■ Extracted text ■
Political Myths and Economic Realities
The US yearly trade deficit with China ($186 Billion USD by July 2005) is largely a result of US inefficiencies, not Chinese trade restraints. China has the lowest import barriers of any large developing country. In areas where the US has invested, innovated and is efficient, in agriculture, aeronautics and high tech, the US has a trade surplus. The US trade deficit is largely in the appliances, electronics, clothing, toys, textile and shoe industries where many US corporations have invested in Chinese subsidiaries to export back to the US. Over 50% of Chinese exports to the US are through US multinational corporations. The US trade deficit is in large part between the US state and its own MNC’s located in China.
China’s exports are largely based on imports of parts from overseas, which are assembled and then sold abroad. According to the Financial Times, «…China is merely the last stop for a lot of the goods Asia exports to the US, importing…components from elsewhere in the region – including Japan. The local value added in its exports is as low as 15% (FT Oct 11, 2005 p5).» In other words China is a huge importer from other countries with which it has a trade deficit, largely with Asian manufacturers, oil exporting countries and Third World exporters of raw materials. China’s overall trade surplus is largely based on its commerce with the US. US tariff and quotas against Chinese goods will prejudice world trade.
Contrary to US political and academic ideologues, China is one of the most liberal economies in Asia. By 2003 the ratio of China’s stock of inward investment (inflows of foreign investment) to GDP was 35% – against 8% in South Korea, 5% in India and just 2% in Japan (Financial Times Sept. 15, 2005 p 11). Moreover, China is the world’s third largest trading nation. In 2004, China’s ratio of trade to GDP reached 70%, far greater than the US and Japan which have ratios to trade to GDP below 25%.

■ Records for the task ■
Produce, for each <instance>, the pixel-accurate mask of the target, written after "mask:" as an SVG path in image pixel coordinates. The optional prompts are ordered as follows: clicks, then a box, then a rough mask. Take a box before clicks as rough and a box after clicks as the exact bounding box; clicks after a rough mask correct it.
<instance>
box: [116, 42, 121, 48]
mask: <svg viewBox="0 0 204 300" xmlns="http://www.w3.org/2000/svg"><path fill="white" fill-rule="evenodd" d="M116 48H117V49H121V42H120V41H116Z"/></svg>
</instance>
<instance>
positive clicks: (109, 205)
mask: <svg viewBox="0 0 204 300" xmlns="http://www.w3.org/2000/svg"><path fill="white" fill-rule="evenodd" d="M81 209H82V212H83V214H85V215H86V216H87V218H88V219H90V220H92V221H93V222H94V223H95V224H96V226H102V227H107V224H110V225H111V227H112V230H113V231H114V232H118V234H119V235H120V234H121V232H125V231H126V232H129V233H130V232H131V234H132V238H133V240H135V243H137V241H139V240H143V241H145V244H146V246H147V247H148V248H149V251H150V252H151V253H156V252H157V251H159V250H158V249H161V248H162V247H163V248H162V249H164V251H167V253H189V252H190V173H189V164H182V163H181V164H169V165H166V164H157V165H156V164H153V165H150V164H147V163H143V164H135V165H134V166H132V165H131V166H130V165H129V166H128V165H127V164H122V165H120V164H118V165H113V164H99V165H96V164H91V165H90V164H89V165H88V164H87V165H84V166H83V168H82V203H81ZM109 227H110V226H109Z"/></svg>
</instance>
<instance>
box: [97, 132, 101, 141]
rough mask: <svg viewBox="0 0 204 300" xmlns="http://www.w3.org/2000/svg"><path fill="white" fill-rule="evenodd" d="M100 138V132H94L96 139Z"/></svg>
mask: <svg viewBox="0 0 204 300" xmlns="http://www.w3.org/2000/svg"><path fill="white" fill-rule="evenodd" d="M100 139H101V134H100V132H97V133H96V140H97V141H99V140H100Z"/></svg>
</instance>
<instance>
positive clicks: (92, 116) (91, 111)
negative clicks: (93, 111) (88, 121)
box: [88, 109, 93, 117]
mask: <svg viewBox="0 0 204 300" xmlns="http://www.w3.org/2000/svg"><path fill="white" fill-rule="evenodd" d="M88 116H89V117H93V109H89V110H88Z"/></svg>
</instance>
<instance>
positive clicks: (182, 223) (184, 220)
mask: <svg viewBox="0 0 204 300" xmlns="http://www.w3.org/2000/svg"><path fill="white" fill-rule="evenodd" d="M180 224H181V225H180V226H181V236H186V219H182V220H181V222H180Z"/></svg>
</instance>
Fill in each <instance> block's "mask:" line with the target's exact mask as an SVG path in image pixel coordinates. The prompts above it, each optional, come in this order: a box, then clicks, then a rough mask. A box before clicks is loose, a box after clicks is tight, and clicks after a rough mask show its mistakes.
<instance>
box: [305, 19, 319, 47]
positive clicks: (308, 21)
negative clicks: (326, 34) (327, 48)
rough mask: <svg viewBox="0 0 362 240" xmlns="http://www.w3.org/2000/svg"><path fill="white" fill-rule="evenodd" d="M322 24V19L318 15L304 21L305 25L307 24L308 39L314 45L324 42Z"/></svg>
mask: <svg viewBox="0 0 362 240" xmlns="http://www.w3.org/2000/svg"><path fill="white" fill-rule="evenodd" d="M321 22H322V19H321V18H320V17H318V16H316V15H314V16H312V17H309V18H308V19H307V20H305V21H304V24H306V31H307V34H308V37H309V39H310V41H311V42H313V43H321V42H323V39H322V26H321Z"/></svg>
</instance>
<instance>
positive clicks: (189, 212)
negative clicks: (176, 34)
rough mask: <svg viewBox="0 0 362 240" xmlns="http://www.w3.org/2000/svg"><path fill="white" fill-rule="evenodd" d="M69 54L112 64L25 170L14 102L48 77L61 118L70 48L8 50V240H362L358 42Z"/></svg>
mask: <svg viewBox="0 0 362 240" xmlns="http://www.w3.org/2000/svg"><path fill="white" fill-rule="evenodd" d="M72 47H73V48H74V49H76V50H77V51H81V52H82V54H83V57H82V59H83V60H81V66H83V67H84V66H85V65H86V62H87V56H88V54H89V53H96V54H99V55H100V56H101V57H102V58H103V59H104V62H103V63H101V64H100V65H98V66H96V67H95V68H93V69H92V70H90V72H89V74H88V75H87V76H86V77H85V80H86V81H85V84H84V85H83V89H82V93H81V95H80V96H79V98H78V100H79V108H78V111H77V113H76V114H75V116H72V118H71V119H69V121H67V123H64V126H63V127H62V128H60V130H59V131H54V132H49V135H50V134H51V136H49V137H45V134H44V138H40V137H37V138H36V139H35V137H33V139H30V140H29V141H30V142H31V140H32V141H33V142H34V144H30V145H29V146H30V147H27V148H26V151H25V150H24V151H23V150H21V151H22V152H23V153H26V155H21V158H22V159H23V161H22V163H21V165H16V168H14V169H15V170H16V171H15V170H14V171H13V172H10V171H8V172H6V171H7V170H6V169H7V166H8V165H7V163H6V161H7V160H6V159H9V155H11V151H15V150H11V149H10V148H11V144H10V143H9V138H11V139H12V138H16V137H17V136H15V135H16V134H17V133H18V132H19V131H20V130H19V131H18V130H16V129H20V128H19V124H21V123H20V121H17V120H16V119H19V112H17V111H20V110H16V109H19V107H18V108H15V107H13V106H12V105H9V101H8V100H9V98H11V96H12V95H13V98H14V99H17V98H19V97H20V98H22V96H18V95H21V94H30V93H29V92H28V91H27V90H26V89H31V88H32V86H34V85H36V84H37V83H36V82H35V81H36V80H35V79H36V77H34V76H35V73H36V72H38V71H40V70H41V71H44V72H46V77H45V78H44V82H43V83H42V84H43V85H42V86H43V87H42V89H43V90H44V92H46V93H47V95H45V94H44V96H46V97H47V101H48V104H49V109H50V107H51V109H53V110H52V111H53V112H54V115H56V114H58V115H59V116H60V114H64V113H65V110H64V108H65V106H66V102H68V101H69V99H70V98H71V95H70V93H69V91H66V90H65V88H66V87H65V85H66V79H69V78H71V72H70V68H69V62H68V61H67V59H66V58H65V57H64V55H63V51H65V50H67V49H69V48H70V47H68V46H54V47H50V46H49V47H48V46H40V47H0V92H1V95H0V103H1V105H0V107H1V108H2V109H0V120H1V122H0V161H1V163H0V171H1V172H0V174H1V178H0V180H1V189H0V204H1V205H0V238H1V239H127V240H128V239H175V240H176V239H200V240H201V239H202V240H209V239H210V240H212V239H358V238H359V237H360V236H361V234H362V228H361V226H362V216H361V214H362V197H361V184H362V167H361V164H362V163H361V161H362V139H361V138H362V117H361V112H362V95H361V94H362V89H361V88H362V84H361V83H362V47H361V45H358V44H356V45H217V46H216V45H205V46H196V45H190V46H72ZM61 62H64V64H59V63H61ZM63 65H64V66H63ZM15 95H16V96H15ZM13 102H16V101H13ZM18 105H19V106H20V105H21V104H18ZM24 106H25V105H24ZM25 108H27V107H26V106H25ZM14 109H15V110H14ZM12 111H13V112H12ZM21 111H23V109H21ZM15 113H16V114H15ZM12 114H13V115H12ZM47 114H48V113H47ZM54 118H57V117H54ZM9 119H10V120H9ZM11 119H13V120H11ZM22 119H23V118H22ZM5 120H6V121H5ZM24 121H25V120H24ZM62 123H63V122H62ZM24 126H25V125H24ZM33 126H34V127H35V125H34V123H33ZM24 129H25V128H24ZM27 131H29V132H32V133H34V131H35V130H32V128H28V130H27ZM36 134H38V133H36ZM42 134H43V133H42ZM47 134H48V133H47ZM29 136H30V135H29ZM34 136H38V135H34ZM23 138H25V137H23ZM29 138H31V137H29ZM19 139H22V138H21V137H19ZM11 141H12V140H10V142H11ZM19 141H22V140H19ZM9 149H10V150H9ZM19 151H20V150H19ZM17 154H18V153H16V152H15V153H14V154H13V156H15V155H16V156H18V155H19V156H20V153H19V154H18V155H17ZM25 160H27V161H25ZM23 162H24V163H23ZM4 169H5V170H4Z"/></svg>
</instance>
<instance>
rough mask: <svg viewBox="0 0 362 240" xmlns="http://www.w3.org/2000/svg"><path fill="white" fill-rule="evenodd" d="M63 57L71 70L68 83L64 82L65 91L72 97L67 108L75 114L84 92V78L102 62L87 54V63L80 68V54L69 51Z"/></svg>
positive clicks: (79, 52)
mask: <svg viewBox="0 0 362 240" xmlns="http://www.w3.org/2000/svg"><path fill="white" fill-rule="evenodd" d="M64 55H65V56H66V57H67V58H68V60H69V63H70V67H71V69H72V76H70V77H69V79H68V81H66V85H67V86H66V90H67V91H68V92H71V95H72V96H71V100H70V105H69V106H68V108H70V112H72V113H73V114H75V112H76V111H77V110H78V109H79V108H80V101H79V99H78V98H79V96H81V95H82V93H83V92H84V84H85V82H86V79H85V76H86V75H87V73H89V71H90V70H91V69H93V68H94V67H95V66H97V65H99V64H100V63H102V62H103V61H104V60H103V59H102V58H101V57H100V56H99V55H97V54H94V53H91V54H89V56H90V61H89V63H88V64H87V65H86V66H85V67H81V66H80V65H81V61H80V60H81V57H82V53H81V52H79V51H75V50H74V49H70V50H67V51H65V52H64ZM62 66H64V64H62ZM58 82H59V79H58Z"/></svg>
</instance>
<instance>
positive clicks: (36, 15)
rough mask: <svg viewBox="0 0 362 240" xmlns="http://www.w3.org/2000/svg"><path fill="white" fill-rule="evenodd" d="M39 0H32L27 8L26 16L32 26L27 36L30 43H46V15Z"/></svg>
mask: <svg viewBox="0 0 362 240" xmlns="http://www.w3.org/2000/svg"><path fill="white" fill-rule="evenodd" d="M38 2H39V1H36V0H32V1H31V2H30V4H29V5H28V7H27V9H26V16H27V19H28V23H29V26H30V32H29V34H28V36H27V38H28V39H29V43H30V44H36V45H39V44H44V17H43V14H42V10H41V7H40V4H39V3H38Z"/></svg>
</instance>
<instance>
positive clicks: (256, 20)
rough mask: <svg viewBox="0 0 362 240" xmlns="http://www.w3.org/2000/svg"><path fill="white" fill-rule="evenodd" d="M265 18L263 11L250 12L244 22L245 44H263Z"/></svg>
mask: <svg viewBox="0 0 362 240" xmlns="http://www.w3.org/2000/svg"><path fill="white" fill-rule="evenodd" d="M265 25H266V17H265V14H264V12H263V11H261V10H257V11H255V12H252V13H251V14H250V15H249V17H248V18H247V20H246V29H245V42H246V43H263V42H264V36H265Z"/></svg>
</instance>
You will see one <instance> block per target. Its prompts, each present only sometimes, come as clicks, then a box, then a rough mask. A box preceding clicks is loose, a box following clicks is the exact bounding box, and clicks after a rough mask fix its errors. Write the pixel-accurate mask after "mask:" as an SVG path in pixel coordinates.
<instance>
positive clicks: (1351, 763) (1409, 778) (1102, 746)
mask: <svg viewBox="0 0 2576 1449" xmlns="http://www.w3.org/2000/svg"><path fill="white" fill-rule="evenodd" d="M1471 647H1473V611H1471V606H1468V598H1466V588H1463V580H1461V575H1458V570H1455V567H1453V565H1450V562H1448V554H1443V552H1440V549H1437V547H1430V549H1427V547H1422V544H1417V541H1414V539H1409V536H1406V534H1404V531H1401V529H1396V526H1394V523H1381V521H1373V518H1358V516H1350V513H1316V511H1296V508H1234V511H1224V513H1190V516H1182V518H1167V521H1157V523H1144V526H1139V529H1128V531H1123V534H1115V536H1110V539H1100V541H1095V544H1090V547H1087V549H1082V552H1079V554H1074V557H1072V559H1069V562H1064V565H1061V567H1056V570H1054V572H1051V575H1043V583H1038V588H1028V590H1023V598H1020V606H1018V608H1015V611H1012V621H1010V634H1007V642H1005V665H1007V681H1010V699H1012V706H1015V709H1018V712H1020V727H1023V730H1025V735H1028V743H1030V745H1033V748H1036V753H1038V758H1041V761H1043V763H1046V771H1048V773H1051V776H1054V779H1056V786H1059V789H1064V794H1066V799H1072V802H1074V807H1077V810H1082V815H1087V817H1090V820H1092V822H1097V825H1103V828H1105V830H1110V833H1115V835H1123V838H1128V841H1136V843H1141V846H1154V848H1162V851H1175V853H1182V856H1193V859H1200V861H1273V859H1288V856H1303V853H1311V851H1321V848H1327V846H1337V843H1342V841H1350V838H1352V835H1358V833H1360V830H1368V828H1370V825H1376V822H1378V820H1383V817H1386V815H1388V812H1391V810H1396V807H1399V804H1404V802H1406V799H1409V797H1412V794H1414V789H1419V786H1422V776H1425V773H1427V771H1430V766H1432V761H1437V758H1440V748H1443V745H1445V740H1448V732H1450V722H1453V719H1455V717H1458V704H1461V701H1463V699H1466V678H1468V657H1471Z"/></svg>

■ Required work ■
#1 Retype the passage on US–China trade from "Political Myths and" to "located in China.".
#2 Extract each line of the listing that contains the word "come".
The passage on US–China trade has no connection to the listing.

■ Task results ■
#1
Political Myths and Economic Realities
The US yearly trade deficit with China ($186 Billion USD by July 2005) is largely a result of US inefficiencies, not Chinese trade restraints. China has the lowest import barriers of any large developing country. In areas where the US has invested, innovated and is efficient, in agriculture, aeronautics and high tech, the US has a trade surplus. The US trade deficit is largely in the appliances, electronics, clothing, toys, textile and shoe industries where many US corporations have invested in Chinese subsidiaries to export back to the US. Over 50% of Chinese exports to the US are through US multinational corporations. The US trade deficit is in large part between the US state and its own MNC’s located in China.

#2
Fill in each <instance> block's "mask:" line with the target's exact mask as an SVG path in image pixel coordinates. The prompts above it, each optional, come in this order: a box, then clicks, then a rough mask. A box before clicks is loose, a box after clicks is tight, and clicks after a rough mask show its mistakes.
You will see one <instance> block per target. Its prompts, each present only sometimes, come as clicks, then a box, then a rough mask. A box preceding clicks is loose, a box following clicks is the exact bounding box, and clicks after a rough mask fix its errors. Write the pixel-accurate mask after "mask:" as an SVG path in pixel coordinates.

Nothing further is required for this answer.